YOUR INSTRUCTIONS: Your task is to transcribe the data in full.

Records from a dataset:
----

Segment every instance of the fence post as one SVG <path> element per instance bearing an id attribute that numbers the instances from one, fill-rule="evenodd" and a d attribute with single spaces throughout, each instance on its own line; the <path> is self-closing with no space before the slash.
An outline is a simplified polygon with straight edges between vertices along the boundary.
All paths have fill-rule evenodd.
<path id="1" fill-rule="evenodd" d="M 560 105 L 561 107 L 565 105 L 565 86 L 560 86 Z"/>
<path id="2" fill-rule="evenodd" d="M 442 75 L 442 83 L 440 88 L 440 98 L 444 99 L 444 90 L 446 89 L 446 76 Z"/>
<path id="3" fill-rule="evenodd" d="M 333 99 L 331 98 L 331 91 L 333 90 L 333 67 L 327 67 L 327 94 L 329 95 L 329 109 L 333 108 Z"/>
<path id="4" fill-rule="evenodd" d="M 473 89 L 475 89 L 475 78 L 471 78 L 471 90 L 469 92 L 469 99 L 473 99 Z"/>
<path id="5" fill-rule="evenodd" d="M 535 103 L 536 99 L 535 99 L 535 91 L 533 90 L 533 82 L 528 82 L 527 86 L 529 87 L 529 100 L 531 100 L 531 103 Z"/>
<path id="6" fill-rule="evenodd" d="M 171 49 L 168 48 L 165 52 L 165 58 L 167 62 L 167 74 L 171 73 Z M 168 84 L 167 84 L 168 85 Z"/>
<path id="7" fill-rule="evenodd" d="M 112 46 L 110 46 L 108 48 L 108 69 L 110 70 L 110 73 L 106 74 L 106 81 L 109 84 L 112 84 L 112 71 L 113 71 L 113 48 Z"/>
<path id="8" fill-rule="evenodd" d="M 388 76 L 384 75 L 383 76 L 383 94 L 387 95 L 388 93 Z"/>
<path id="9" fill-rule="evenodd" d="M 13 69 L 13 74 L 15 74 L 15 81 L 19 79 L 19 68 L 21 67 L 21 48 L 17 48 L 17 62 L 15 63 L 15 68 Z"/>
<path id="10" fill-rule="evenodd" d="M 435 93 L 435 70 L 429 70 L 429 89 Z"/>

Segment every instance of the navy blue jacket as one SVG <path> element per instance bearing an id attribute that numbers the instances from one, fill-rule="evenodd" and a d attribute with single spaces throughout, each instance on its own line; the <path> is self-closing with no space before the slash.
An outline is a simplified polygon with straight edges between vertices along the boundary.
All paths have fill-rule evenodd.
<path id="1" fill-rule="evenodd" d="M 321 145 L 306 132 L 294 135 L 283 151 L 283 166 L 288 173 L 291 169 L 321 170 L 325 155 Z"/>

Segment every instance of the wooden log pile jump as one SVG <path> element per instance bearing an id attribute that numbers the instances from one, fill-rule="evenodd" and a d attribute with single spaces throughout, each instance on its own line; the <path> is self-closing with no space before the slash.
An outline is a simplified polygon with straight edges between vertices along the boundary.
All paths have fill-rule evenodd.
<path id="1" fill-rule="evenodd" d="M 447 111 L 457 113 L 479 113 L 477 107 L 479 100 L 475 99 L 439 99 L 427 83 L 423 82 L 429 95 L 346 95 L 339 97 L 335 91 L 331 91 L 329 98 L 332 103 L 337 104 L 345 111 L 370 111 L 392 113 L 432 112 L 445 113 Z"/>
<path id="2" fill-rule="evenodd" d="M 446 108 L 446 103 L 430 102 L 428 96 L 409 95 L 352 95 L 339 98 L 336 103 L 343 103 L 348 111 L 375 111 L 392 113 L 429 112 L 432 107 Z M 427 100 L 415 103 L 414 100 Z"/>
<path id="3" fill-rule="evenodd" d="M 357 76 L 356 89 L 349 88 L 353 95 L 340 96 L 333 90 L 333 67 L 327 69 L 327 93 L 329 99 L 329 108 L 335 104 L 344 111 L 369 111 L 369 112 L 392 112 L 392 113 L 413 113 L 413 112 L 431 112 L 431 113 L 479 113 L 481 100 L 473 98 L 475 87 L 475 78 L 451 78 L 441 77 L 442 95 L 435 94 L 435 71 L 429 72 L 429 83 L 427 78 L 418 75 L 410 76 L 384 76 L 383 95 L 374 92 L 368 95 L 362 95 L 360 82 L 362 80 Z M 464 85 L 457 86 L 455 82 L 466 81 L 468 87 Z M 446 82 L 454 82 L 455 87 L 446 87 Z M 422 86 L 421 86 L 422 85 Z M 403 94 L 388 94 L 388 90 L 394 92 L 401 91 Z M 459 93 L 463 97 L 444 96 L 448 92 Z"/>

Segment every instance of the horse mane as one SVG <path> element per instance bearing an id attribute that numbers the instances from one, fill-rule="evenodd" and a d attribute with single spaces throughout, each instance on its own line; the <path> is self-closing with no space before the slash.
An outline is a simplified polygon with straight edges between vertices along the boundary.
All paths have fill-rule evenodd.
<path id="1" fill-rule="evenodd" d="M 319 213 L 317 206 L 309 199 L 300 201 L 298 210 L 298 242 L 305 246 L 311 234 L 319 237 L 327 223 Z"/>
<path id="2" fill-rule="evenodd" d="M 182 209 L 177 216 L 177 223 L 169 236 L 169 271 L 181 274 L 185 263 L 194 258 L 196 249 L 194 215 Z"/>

----

EXERCISE RESPONSE:
Segment every instance of the fence post as one SVG <path> element per instance bearing an id attribute that numbers the instances from one, fill-rule="evenodd" and a d attribute with single spaces throughout, each instance on its own line; the <path> is self-closing with no space before the slash.
An outline is a simplified polygon with straight edges between vertices along the boundary.
All paths have fill-rule evenodd.
<path id="1" fill-rule="evenodd" d="M 560 105 L 561 107 L 565 105 L 565 86 L 560 86 Z"/>
<path id="2" fill-rule="evenodd" d="M 442 75 L 442 83 L 440 88 L 440 98 L 444 99 L 444 90 L 446 89 L 446 76 Z"/>
<path id="3" fill-rule="evenodd" d="M 333 99 L 331 98 L 331 91 L 333 90 L 333 67 L 327 67 L 327 94 L 329 95 L 329 109 L 333 108 Z"/>
<path id="4" fill-rule="evenodd" d="M 473 89 L 475 89 L 475 78 L 471 78 L 471 90 L 469 92 L 469 99 L 473 99 Z"/>
<path id="5" fill-rule="evenodd" d="M 535 103 L 536 99 L 535 99 L 535 91 L 533 90 L 533 82 L 528 82 L 527 86 L 529 87 L 529 100 L 531 100 L 531 103 Z"/>
<path id="6" fill-rule="evenodd" d="M 171 49 L 168 48 L 165 52 L 165 58 L 167 62 L 167 74 L 171 73 Z M 168 84 L 167 84 L 168 85 Z"/>
<path id="7" fill-rule="evenodd" d="M 112 46 L 110 46 L 108 48 L 108 69 L 110 70 L 110 73 L 106 74 L 106 81 L 109 84 L 112 84 L 112 71 L 113 71 L 113 48 Z"/>
<path id="8" fill-rule="evenodd" d="M 388 76 L 384 75 L 383 76 L 383 94 L 387 95 L 388 93 Z"/>
<path id="9" fill-rule="evenodd" d="M 13 69 L 13 74 L 15 74 L 15 81 L 19 79 L 19 68 L 21 67 L 21 48 L 17 48 L 17 62 L 15 63 L 15 68 Z"/>
<path id="10" fill-rule="evenodd" d="M 435 93 L 435 70 L 429 70 L 429 89 Z"/>

Segment every instance of the navy blue jacket as one SVG <path> element per instance bearing an id attribute that numbers the instances from one, fill-rule="evenodd" and a d attribute with single spaces throughout, each instance on its own line; the <path> is self-closing with no space before the slash.
An outline is a simplified polygon with straight edges between vertices along the boundary.
All paths have fill-rule evenodd.
<path id="1" fill-rule="evenodd" d="M 321 145 L 306 132 L 294 135 L 283 151 L 283 166 L 288 173 L 291 169 L 321 170 L 325 155 Z"/>

Segment every instance of the wooden log pile jump as one SVG <path> element per instance bearing an id attribute that numbers the instances from one, fill-rule="evenodd" and a d attribute with single spaces throughout, each instance on its own line; the <path> is self-closing with no space before the slash.
An outline is a simplified polygon with straight edges between vertices along the boundary.
All paths have fill-rule evenodd.
<path id="1" fill-rule="evenodd" d="M 447 111 L 457 113 L 479 113 L 477 107 L 479 100 L 475 99 L 439 99 L 427 83 L 423 82 L 429 95 L 346 95 L 339 97 L 335 91 L 331 91 L 329 98 L 332 103 L 337 104 L 345 111 L 370 111 L 392 113 L 432 112 L 445 113 Z"/>
<path id="2" fill-rule="evenodd" d="M 446 108 L 446 103 L 430 102 L 428 96 L 409 95 L 352 95 L 339 98 L 336 103 L 343 103 L 348 111 L 375 111 L 392 113 L 429 112 L 432 107 Z M 427 100 L 415 103 L 414 100 Z"/>
<path id="3" fill-rule="evenodd" d="M 357 76 L 356 89 L 349 88 L 353 95 L 340 96 L 333 90 L 333 67 L 327 69 L 327 93 L 329 99 L 329 108 L 335 104 L 344 111 L 369 111 L 369 112 L 392 112 L 392 113 L 413 113 L 413 112 L 431 112 L 431 113 L 479 113 L 481 100 L 473 98 L 475 87 L 475 78 L 451 78 L 441 77 L 442 95 L 435 94 L 435 71 L 429 72 L 429 83 L 427 78 L 418 75 L 410 76 L 384 76 L 383 95 L 374 92 L 368 95 L 362 95 L 360 82 L 362 80 Z M 464 85 L 457 86 L 455 82 L 466 81 L 468 87 Z M 446 82 L 454 82 L 455 87 L 446 87 Z M 422 86 L 421 86 L 422 85 Z M 403 94 L 388 94 L 388 90 L 394 92 L 401 91 Z M 459 93 L 463 97 L 444 96 L 448 92 Z"/>

Segment every instance of the horse mane as one SVG <path> element per instance bearing an id attribute that numbers the instances from one, fill-rule="evenodd" and a d attribute with single spaces throughout, each instance on its own line; the <path> is self-closing with no space before the slash.
An outline is a simplified polygon with straight edges between vertices along the boundary.
All paths have fill-rule evenodd.
<path id="1" fill-rule="evenodd" d="M 319 213 L 317 206 L 309 199 L 300 201 L 298 210 L 298 242 L 305 246 L 311 234 L 319 237 L 327 223 Z"/>
<path id="2" fill-rule="evenodd" d="M 182 209 L 177 216 L 177 223 L 169 236 L 169 271 L 181 274 L 185 263 L 194 258 L 196 249 L 194 215 Z"/>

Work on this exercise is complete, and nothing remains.